WRITTEN REQUEST -> Copy the listing below line for line, leaving out the pictures.

(Collected data entries)
------------
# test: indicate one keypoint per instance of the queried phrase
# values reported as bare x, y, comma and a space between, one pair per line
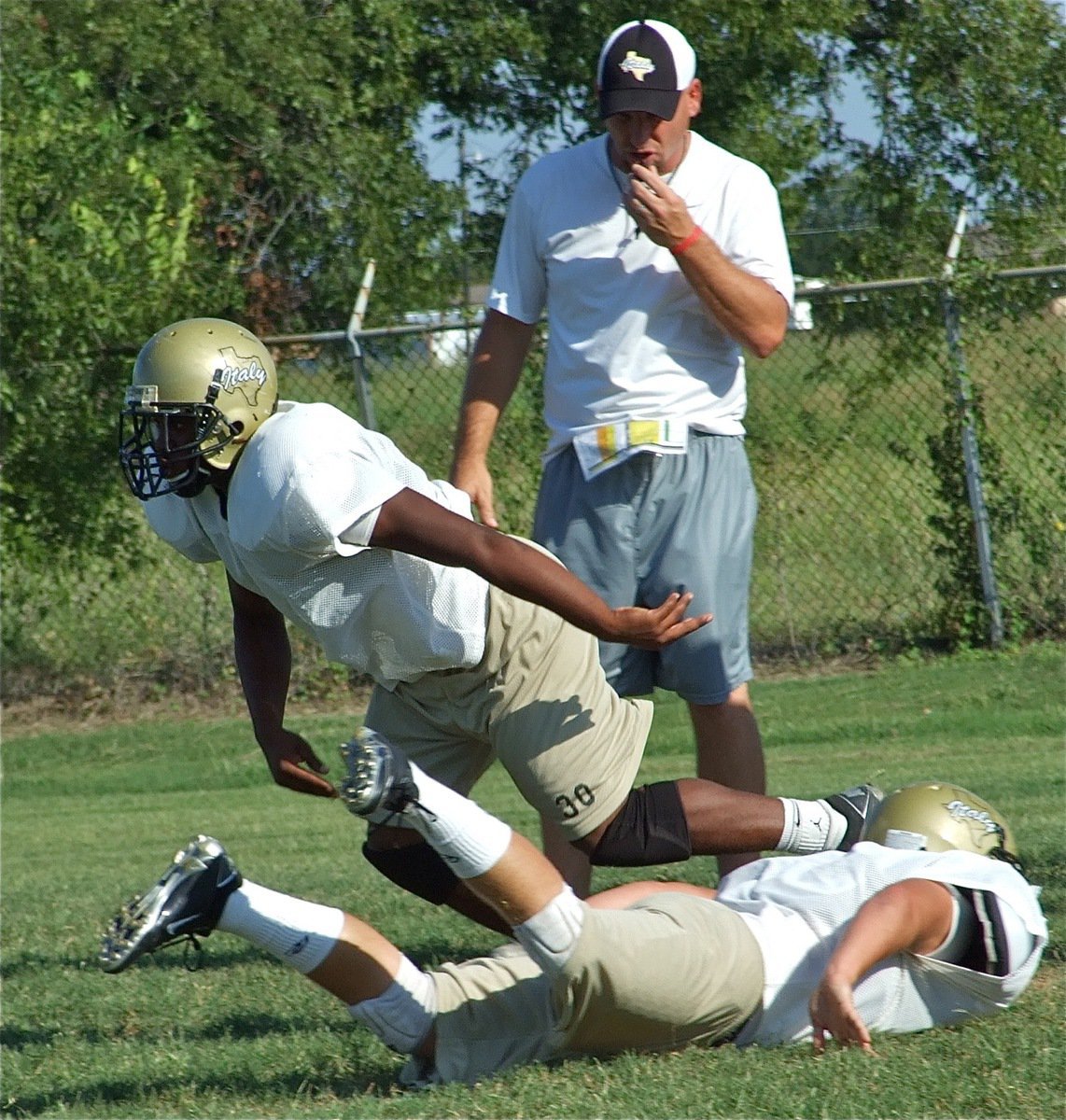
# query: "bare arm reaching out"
411, 522
913, 917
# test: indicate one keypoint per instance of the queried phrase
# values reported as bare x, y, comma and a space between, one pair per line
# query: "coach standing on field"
660, 258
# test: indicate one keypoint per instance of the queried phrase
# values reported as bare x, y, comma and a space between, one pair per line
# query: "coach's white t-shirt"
627, 336
800, 908
302, 503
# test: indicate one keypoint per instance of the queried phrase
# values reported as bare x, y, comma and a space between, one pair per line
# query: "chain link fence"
907, 443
------------
OUTPUT OF THE TASK ->
# test: indicate one keypoint per instance of the queried phrase
# values reported as bare x, y, comma and a space between, one pair per line
# query: "bare arm reaching out"
411, 522
913, 917
# test: indicate one keypoint per instance of the queried phrase
# values reported as bare x, y, comma and a space between, one pair per line
# query: "coach standing on field"
660, 258
# test: indicate one keypoint per instance of the queried phrase
# values reported as bare x, y, comma and a space between, one pair per line
# query: "coach's white t-shirt"
627, 336
800, 908
302, 503
# test: indicate one keypoint per instance of the queried phrase
# values reported as bare x, y, comma and a space between, one pair per line
# query: "chain link fence"
907, 443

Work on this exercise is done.